__Data shown__:
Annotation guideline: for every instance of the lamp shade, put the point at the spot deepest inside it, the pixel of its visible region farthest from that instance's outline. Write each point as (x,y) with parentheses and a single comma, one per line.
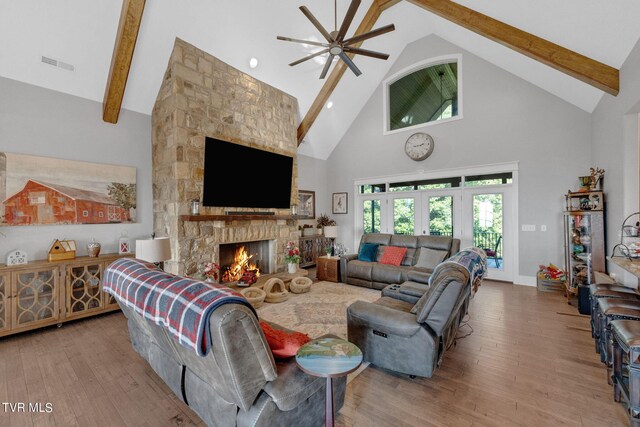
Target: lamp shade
(331,231)
(153,250)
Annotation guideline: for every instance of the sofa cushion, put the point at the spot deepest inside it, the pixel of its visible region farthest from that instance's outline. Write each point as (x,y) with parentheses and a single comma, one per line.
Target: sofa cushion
(360,269)
(393,255)
(429,258)
(386,273)
(368,252)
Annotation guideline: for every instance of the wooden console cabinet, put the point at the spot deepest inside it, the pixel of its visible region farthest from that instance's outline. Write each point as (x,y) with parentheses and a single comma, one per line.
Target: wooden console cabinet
(42,293)
(328,268)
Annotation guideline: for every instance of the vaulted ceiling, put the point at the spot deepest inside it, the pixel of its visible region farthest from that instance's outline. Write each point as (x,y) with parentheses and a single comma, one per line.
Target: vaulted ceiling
(82,33)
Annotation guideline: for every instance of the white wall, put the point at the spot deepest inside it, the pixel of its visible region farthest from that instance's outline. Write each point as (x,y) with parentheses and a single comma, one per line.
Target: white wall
(505,119)
(312,176)
(43,122)
(615,148)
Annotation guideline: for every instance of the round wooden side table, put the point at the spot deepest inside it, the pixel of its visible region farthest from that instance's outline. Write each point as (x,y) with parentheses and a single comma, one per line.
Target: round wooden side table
(329,358)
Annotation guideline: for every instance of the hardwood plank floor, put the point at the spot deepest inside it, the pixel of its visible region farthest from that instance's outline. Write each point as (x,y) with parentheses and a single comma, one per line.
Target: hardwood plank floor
(522,365)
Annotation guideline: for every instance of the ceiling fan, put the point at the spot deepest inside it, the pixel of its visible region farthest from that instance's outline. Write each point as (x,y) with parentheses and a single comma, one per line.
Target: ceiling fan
(336,45)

__Exercise task__: Every line from the one containing "Annotation guideline: for every instance of the vaulted" through the last line of the entries must be written out verbatim, and no other line.

__Task answer__:
Annotation guideline: for every instance of the vaulted ceiling, put the point at the spot deepest inside it, the pixel of its visible region farthest from that instance's outline. Write each point as (x,y) with parentheses and a single comma, one per line.
Target: vaulted ceiling
(82,33)
Annotation guideline: for every instance of the white wall, put the point at the spot deepest inside it, the pixel of its visible region farthest from that instance's outline. Write each point as (x,y) with parentheses and a single comma, one per line.
Target: white wall
(505,119)
(312,176)
(43,122)
(615,148)
Annotation guideline: for every instance of the round wooden side table, put the point at the spot deepest inside it, the pixel of its visible region farthest from that instance's outline. Write each point as (x,y) with parentheses and a single comma, one per line.
Target: round wooden side table
(329,358)
Annotation guideline: for every instance of the hardwood plank floor, put the point at the spot deepest inside it, the pixel of its visible region farthest from that instance's outline. Write each point as (x,y) with parentheses and a single comma, one per line.
Target: hardwood plank floor
(522,365)
Annotation guideline: for every instance of the ceiling fan, put the point at the spot deepest inside it, the pixel of its visible region farthest from that instance's outline. Write each point as (x,y) with parentheses and a single comma, one per line.
Target: ceiling fan
(336,45)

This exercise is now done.